Exercise prompt — Switch "Outlines" to "Polygons" everywhere in the rows below, keeping every other part of each line unchanged. Leave the pictures out of your copy.
Input data start
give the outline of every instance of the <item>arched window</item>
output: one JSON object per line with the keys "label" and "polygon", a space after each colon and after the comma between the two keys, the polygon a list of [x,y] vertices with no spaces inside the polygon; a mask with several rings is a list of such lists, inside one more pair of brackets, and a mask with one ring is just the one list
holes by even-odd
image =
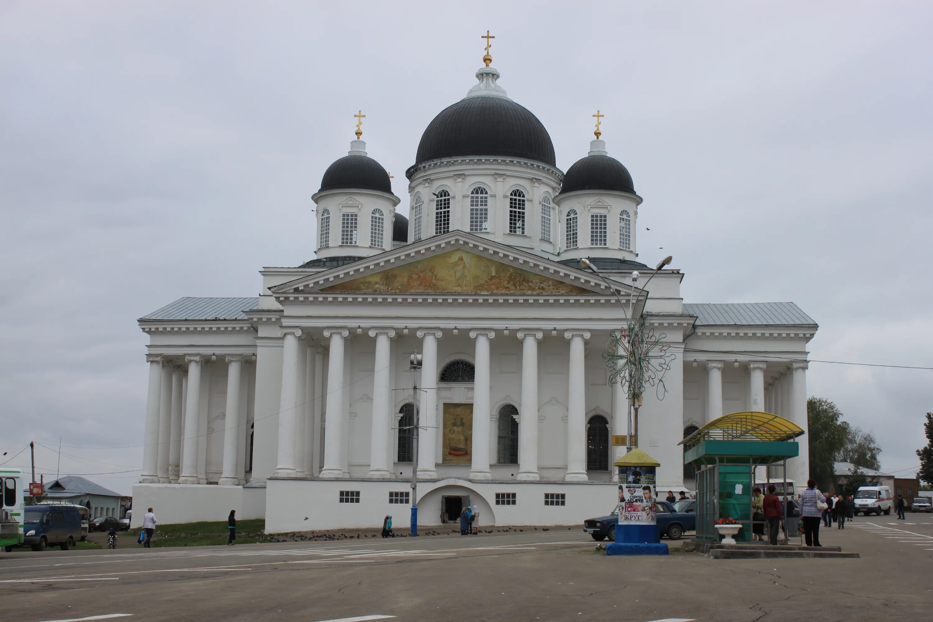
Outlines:
{"label": "arched window", "polygon": [[411,230],[414,232],[414,242],[421,240],[421,212],[424,201],[419,194],[414,198],[414,205],[411,206]]}
{"label": "arched window", "polygon": [[472,382],[476,378],[476,367],[469,361],[457,359],[451,361],[440,370],[439,382]]}
{"label": "arched window", "polygon": [[321,212],[321,230],[319,231],[321,236],[321,243],[318,244],[321,248],[327,248],[330,245],[330,210],[325,208]]}
{"label": "arched window", "polygon": [[[684,438],[687,438],[691,434],[699,430],[695,425],[688,425],[684,428]],[[687,446],[684,445],[684,453],[687,453]],[[692,464],[684,463],[684,479],[695,479],[697,477],[697,469]]]}
{"label": "arched window", "polygon": [[489,230],[489,192],[481,186],[469,191],[469,230]]}
{"label": "arched window", "polygon": [[619,214],[619,248],[632,250],[632,214],[628,210]]}
{"label": "arched window", "polygon": [[411,463],[414,451],[414,404],[409,402],[398,408],[402,416],[398,419],[398,460],[399,463]]}
{"label": "arched window", "polygon": [[524,192],[515,188],[508,195],[508,232],[524,235]]}
{"label": "arched window", "polygon": [[359,232],[359,214],[355,212],[344,212],[341,214],[341,246],[355,246],[356,234]]}
{"label": "arched window", "polygon": [[590,214],[590,245],[606,246],[608,240],[608,214]]}
{"label": "arched window", "polygon": [[577,237],[577,223],[578,220],[577,210],[571,208],[567,211],[567,228],[564,232],[566,236],[566,248],[577,248],[579,246],[579,240]]}
{"label": "arched window", "polygon": [[499,408],[499,464],[519,463],[519,409],[511,404]]}
{"label": "arched window", "polygon": [[369,245],[383,248],[385,243],[385,217],[378,207],[369,216]]}
{"label": "arched window", "polygon": [[447,233],[450,230],[451,193],[447,190],[440,190],[434,200],[434,234]]}
{"label": "arched window", "polygon": [[550,195],[541,197],[541,240],[550,242]]}
{"label": "arched window", "polygon": [[609,470],[609,423],[602,415],[591,417],[586,426],[586,470]]}

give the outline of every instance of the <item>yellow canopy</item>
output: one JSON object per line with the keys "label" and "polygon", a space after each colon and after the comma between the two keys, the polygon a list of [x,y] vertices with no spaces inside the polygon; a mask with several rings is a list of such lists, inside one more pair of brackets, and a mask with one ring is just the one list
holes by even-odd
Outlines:
{"label": "yellow canopy", "polygon": [[745,410],[713,420],[677,444],[690,448],[704,440],[787,441],[803,434],[802,428],[780,415]]}

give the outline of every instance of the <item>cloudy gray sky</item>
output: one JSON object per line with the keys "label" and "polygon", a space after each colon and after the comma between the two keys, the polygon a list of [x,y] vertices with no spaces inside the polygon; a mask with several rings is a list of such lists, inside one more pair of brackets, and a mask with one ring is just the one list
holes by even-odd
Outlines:
{"label": "cloudy gray sky", "polygon": [[[63,474],[129,493],[138,471],[113,472],[142,462],[136,318],[313,258],[311,196],[357,109],[405,196],[487,29],[561,169],[606,115],[645,199],[642,258],[673,254],[687,301],[793,300],[820,324],[814,359],[933,366],[933,9],[643,5],[0,4],[0,462],[61,436]],[[931,380],[814,363],[808,391],[909,472]],[[57,460],[38,447],[41,472]]]}

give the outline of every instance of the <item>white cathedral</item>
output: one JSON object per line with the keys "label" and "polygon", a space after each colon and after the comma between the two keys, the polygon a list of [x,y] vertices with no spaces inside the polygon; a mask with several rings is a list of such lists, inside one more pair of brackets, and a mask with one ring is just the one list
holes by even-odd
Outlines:
{"label": "white cathedral", "polygon": [[[484,526],[604,515],[628,404],[603,352],[630,304],[675,354],[639,418],[661,493],[692,487],[677,443],[725,413],[806,429],[816,324],[791,302],[685,303],[681,270],[639,261],[642,198],[600,117],[589,153],[563,173],[547,130],[483,60],[479,83],[421,138],[409,218],[357,124],[312,197],[315,259],[263,268],[258,297],[182,297],[140,318],[137,507],[161,523],[235,509],[269,532],[378,527],[386,514],[405,523],[412,502],[424,525],[467,504]],[[801,483],[799,440],[788,476]]]}

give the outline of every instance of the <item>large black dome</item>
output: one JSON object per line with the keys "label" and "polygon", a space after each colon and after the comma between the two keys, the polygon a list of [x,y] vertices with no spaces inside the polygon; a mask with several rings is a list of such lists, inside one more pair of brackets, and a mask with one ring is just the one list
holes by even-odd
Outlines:
{"label": "large black dome", "polygon": [[628,169],[609,156],[587,156],[574,162],[564,175],[561,194],[575,190],[617,190],[635,193]]}
{"label": "large black dome", "polygon": [[327,167],[321,178],[321,189],[361,188],[392,194],[389,173],[368,156],[344,156]]}
{"label": "large black dome", "polygon": [[522,158],[556,167],[554,145],[537,117],[508,98],[490,95],[466,97],[441,110],[421,137],[415,166],[460,156]]}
Input data end
Task solution —
give the outline of every instance of the <item>arched window</item>
output: one JSON object per line with the keys "label" and "polygon", a space after each colon and after the comma between the two keys, the polygon a list of [x,y] vertices with no spaces inside the polygon; a mask with several rings is a list of such lists, inside one more pair of brackets, and a mask with one ring is just the one list
holes by even-odd
image =
Polygons:
{"label": "arched window", "polygon": [[411,230],[414,232],[414,242],[421,240],[421,212],[424,201],[419,194],[414,198],[414,205],[411,206]]}
{"label": "arched window", "polygon": [[472,382],[476,378],[476,367],[469,361],[457,359],[451,361],[440,370],[439,382]]}
{"label": "arched window", "polygon": [[321,212],[321,230],[319,231],[321,236],[321,243],[318,244],[321,248],[327,248],[330,245],[330,210],[325,208]]}
{"label": "arched window", "polygon": [[[684,438],[687,438],[691,434],[699,430],[695,425],[688,425],[684,428]],[[687,446],[684,445],[684,453],[687,453]],[[692,464],[684,463],[684,479],[695,479],[697,477],[697,469]]]}
{"label": "arched window", "polygon": [[489,230],[489,192],[481,186],[469,191],[469,230]]}
{"label": "arched window", "polygon": [[619,214],[619,248],[632,250],[632,214],[628,210]]}
{"label": "arched window", "polygon": [[411,463],[414,451],[414,404],[409,402],[398,408],[402,416],[398,419],[398,460],[399,463]]}
{"label": "arched window", "polygon": [[524,192],[515,188],[508,195],[508,232],[524,235]]}
{"label": "arched window", "polygon": [[359,232],[359,214],[355,212],[344,212],[341,214],[341,246],[355,246],[356,234]]}
{"label": "arched window", "polygon": [[590,214],[590,245],[606,246],[608,240],[608,214]]}
{"label": "arched window", "polygon": [[577,237],[577,223],[578,220],[577,210],[571,208],[567,211],[567,228],[564,232],[566,236],[566,248],[577,248],[579,246],[579,240]]}
{"label": "arched window", "polygon": [[499,408],[499,464],[519,463],[519,409],[511,404]]}
{"label": "arched window", "polygon": [[369,245],[383,248],[385,243],[385,217],[378,207],[369,216]]}
{"label": "arched window", "polygon": [[447,233],[450,230],[451,193],[447,190],[440,190],[434,200],[434,234]]}
{"label": "arched window", "polygon": [[550,195],[541,197],[541,240],[550,242]]}
{"label": "arched window", "polygon": [[609,470],[609,423],[602,415],[591,417],[586,426],[586,470]]}

give the outline of every instance of the <item>yellow canopy</item>
output: one JSON object per line with the keys "label" and "polygon", a space after each colon and after the comma between the two keys, the polygon a list of [x,y] vertices with no spaces inside the polygon; a mask with several rings is a list of such lists, inside one more pair of brackets, and a mask with one ring is just the one list
holes by even-odd
Polygons:
{"label": "yellow canopy", "polygon": [[745,410],[713,420],[677,444],[690,448],[704,440],[787,441],[803,434],[802,428],[780,415]]}

give the outline of every instance of the <item>cloudy gray sky</item>
output: one JSON object per line with the keys "label" and "polygon", a space after each colon and after the comma between the two keys, the polygon a list of [x,y] vertices with no spaces inside the polygon; a mask with several rings is a list of such lists, inside one more pair of brackets, and a mask with one ring is just the one list
holes by even-odd
Polygons:
{"label": "cloudy gray sky", "polygon": [[[63,474],[129,493],[138,471],[113,472],[142,462],[136,318],[313,258],[311,196],[357,109],[405,196],[487,29],[561,169],[606,115],[645,199],[642,258],[673,254],[687,301],[793,300],[820,324],[814,359],[933,366],[933,9],[643,5],[0,4],[0,462],[61,436]],[[931,380],[814,363],[808,391],[909,472]],[[57,460],[38,447],[41,472]]]}

give the outline of every instance of the <item>white cathedral</item>
output: one JSON object per line with the keys "label" and "polygon", a space after each colon and after the comma between the two keys, the polygon a list of [x,y] vertices with no spaces inside the polygon; a mask with several rings is a list of such lists, inside one more pair of brackets, and a mask with one ring is just the one list
holes by even-odd
Polygons:
{"label": "white cathedral", "polygon": [[[484,526],[604,515],[628,404],[603,352],[630,304],[675,354],[639,418],[661,493],[692,487],[677,443],[725,413],[806,429],[816,324],[791,302],[685,303],[681,270],[639,261],[642,198],[600,117],[589,153],[563,173],[547,130],[483,60],[479,83],[421,138],[409,218],[357,124],[312,197],[315,259],[263,268],[258,297],[182,297],[140,318],[137,507],[161,523],[235,509],[269,532],[378,527],[386,514],[405,523],[412,502],[424,525],[467,504]],[[801,483],[799,440],[788,476]]]}

give the outline of every instance of the <item>large black dome</item>
output: one JSON object per line with the keys "label" and "polygon", a space after each colon and after the comma between the two keys, the polygon a list of [x,y] vertices with no spaces inside the polygon; a mask with several rings is a list of such lists, inside one more pair of brackets, and a mask with one ring is just the one list
holes by even-odd
Polygons:
{"label": "large black dome", "polygon": [[628,169],[609,156],[587,156],[574,162],[564,175],[561,194],[575,190],[617,190],[635,193]]}
{"label": "large black dome", "polygon": [[327,167],[321,178],[321,189],[361,188],[392,194],[389,173],[368,156],[344,156]]}
{"label": "large black dome", "polygon": [[522,158],[556,167],[554,145],[537,117],[508,98],[490,95],[466,97],[441,110],[421,137],[415,166],[460,156]]}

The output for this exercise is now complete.